» **Work order**
Would you restate all of the entries verbatim, minus any images?

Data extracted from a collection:
▬▬▬

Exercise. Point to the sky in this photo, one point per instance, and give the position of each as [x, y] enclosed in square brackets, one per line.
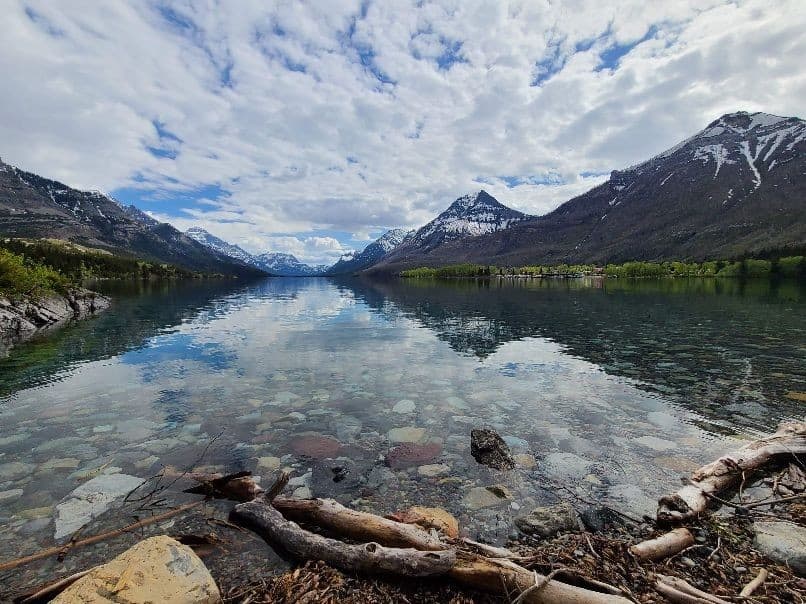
[313, 127]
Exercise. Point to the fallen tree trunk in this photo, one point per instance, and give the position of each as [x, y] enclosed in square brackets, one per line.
[495, 575]
[679, 591]
[360, 526]
[366, 557]
[667, 544]
[692, 499]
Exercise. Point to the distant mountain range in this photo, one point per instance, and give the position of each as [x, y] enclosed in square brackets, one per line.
[36, 207]
[355, 262]
[735, 188]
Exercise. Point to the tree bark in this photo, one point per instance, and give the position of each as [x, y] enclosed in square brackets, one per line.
[692, 499]
[667, 544]
[360, 526]
[495, 575]
[366, 557]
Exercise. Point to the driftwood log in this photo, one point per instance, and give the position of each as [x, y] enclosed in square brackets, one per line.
[679, 591]
[366, 557]
[692, 499]
[489, 574]
[666, 545]
[360, 526]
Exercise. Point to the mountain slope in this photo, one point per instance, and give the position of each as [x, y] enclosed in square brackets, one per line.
[737, 187]
[467, 217]
[287, 265]
[372, 254]
[220, 246]
[35, 207]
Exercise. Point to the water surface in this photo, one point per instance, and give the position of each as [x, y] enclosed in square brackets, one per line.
[611, 390]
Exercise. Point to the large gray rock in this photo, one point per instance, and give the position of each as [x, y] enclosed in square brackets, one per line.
[547, 521]
[90, 500]
[783, 542]
[159, 569]
[488, 448]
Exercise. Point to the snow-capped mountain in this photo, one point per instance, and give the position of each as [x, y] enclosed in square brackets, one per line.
[476, 214]
[735, 188]
[371, 255]
[221, 246]
[32, 206]
[468, 217]
[287, 265]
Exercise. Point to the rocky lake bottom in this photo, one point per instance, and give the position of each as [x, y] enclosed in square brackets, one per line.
[604, 391]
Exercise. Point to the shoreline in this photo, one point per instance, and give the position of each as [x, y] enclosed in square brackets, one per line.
[24, 319]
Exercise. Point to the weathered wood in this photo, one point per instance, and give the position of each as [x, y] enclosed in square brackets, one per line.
[489, 574]
[493, 575]
[754, 584]
[678, 591]
[360, 526]
[692, 499]
[366, 557]
[667, 544]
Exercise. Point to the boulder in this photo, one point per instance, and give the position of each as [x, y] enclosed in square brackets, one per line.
[783, 542]
[488, 448]
[159, 569]
[547, 521]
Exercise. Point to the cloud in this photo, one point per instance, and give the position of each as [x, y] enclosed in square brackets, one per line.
[272, 123]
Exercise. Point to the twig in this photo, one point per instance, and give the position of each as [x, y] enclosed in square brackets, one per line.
[538, 585]
[54, 551]
[54, 587]
[754, 584]
[278, 486]
[716, 549]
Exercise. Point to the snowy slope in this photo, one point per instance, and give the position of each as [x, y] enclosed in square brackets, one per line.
[370, 255]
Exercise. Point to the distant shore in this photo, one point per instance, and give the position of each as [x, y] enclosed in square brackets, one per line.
[786, 267]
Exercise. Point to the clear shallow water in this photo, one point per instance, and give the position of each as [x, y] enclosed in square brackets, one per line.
[611, 389]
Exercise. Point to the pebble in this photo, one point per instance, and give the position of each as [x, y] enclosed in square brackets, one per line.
[10, 494]
[407, 434]
[404, 406]
[434, 469]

▬▬▬

» **Response box**
Exercise. Point to the sky in this photo, one point per instance, and give the position of each as [x, y] enclosed in square brackets, one per line.
[313, 127]
Exercise. Point to the fallen tree trunk in this photo, one point per instance, and give the position of each as [x, y] enclosed in square brackets, one per line.
[495, 575]
[679, 591]
[360, 526]
[366, 557]
[667, 544]
[692, 499]
Exercise. Point to the distant mountain range in this photo, one point per instance, and give the position of each as [x, y] enclosed in square brackets, one per line.
[36, 207]
[355, 262]
[735, 188]
Exercise. Point to the tree bark in this photo, one point per instance, and give the position of each as [x, y] enclosed in square brackets, one per line.
[692, 499]
[667, 544]
[360, 526]
[495, 575]
[366, 557]
Exercise. Point to the driftwood log in this photo, one point per instance, and give the position of each as [x, y] enclosed in square brackets, one per line.
[679, 591]
[366, 557]
[692, 499]
[489, 574]
[666, 545]
[360, 526]
Exercise. Point to the mountain slope in this photo, one point per instance, and give the position of each as [x, y] enclosed in square brackets, one per line.
[737, 187]
[467, 217]
[287, 265]
[372, 254]
[220, 246]
[35, 207]
Exercise. Point to the water surface in this photo, one point per instance, and give the position of each as [x, y] enclosed in square brackets, one per line.
[611, 390]
Exercise. Point to the large gray rock in this photo, one point per instance, and give the position of each as [x, y] enclosed in square brackets, one per line.
[547, 521]
[90, 500]
[783, 542]
[159, 569]
[488, 448]
Exercise. Point to the snow-capped mountain in this photo, one point per instance, and give the position of each as [x, y] enclosed in square brackets, one per line.
[476, 214]
[735, 188]
[371, 255]
[221, 246]
[32, 206]
[468, 217]
[287, 265]
Exercise. Point to the rocky lake bottom in this photo, one point per instance, and give the position of each as [x, y] enclosed in square brackets, one per line.
[604, 391]
Exercise. Point to the shoreline in this photo, one point per instance, and give the position of each as [x, y] enclosed in square brackets, one per line.
[24, 319]
Exercise. Point to the weathered wood in this photo, one point per instance, and give the position of each as [x, y] enclosed in square brackets, one per line.
[489, 574]
[493, 575]
[754, 584]
[678, 591]
[360, 526]
[692, 499]
[366, 557]
[667, 544]
Exercise. Point to the boulder in this photo, one point per instance, and give the position of each as [x, y] enclosed in square brackets, one per line.
[783, 542]
[488, 448]
[159, 569]
[547, 521]
Exercise. Point to the cloud in this photo, one point per instance, and give the position of each as [x, y] enclosed in square brackets, one per line.
[272, 123]
Exercise. Point to the twig in this photo, one point per instance, and give the position of each as [x, y] enclosed in square brackets, one per line.
[538, 585]
[54, 551]
[54, 587]
[754, 584]
[278, 486]
[716, 549]
Exercise. Point to the snowy slope in this photo, one point per instance, and give the position of each as [x, y] enclosed in square brackets, one per line.
[370, 255]
Exercise. Point to the distant shore in this photo, one point per instance, and give the position of each as [x, y] enclosed in square brackets, one per line.
[786, 267]
Exercise. Point to the clear shallow water in this photo, one point per instance, and give the position of each as [x, y] enclosed in square brackets, one per line.
[611, 389]
Exercise. Point to the pebble in this photo, one point per instance, and give the position of each as [x, y] enclosed in square brackets, one per line.
[10, 494]
[407, 434]
[404, 406]
[434, 469]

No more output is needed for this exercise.